## EXERCISE REQUIREMENTS
Could you copy, word for word, only the lines from the one containing "thinking out loud here... i need the box for the striped" through the last line of the records below, both included?

## GIVEN ENTRIES

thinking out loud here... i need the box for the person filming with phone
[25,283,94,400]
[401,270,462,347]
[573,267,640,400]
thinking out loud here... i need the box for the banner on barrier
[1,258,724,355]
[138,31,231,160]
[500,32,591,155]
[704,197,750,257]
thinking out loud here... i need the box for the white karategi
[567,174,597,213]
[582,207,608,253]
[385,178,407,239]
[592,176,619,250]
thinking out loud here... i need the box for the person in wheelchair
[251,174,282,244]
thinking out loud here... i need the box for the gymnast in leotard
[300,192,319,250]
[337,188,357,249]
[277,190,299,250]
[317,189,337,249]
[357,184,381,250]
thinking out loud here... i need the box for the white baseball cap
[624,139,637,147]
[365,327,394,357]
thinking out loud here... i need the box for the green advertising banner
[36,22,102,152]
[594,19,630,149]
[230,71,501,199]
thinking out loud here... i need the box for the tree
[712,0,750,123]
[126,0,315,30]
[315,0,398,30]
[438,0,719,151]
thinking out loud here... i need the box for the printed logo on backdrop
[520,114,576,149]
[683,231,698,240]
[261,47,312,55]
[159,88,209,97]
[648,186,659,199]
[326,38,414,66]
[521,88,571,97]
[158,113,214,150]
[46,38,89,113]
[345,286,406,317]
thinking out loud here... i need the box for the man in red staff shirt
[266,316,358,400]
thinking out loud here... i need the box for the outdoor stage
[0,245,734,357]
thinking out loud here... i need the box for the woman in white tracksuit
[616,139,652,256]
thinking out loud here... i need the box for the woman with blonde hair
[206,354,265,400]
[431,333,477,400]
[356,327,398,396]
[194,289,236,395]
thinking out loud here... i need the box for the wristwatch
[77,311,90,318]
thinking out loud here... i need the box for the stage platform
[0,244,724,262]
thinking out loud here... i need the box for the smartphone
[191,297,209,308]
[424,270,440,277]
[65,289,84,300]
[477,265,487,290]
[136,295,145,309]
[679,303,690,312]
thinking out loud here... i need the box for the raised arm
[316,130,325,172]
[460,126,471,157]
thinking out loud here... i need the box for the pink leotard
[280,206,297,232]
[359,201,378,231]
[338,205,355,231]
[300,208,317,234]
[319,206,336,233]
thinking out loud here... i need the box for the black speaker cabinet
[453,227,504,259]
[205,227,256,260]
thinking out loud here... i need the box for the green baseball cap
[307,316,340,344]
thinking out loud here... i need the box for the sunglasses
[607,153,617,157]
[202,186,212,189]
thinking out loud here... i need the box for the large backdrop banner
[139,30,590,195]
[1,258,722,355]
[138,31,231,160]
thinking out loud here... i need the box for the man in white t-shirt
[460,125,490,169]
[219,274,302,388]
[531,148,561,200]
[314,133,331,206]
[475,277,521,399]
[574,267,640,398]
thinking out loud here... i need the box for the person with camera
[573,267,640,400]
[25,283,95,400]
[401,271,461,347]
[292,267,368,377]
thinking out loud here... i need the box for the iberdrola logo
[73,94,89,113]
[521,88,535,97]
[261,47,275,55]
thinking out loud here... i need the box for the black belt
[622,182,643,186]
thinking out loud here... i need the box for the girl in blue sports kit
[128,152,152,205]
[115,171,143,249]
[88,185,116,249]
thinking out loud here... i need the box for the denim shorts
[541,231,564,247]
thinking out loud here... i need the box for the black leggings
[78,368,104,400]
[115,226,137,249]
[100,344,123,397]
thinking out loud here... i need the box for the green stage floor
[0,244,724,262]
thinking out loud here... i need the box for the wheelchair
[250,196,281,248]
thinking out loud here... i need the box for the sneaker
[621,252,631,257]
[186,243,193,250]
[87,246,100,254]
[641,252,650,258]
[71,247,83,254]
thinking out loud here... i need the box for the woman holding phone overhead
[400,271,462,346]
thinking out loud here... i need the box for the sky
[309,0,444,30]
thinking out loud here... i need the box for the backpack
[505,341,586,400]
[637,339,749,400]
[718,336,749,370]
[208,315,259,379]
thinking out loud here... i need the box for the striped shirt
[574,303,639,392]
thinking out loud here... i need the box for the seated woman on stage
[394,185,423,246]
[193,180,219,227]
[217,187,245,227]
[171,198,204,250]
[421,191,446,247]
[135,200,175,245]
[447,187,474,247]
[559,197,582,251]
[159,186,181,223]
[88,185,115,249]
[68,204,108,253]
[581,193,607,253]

## WRITTEN ANSWER
thinking out loud here... i need the box for the striped shirt
[574,303,639,392]
thinking out loud here... i need the box for the seated woman on stage
[394,185,423,246]
[193,180,219,227]
[217,187,245,227]
[171,198,204,250]
[421,191,446,247]
[135,200,175,245]
[447,187,474,247]
[559,197,582,251]
[159,186,181,223]
[88,185,115,249]
[68,204,108,253]
[581,193,607,253]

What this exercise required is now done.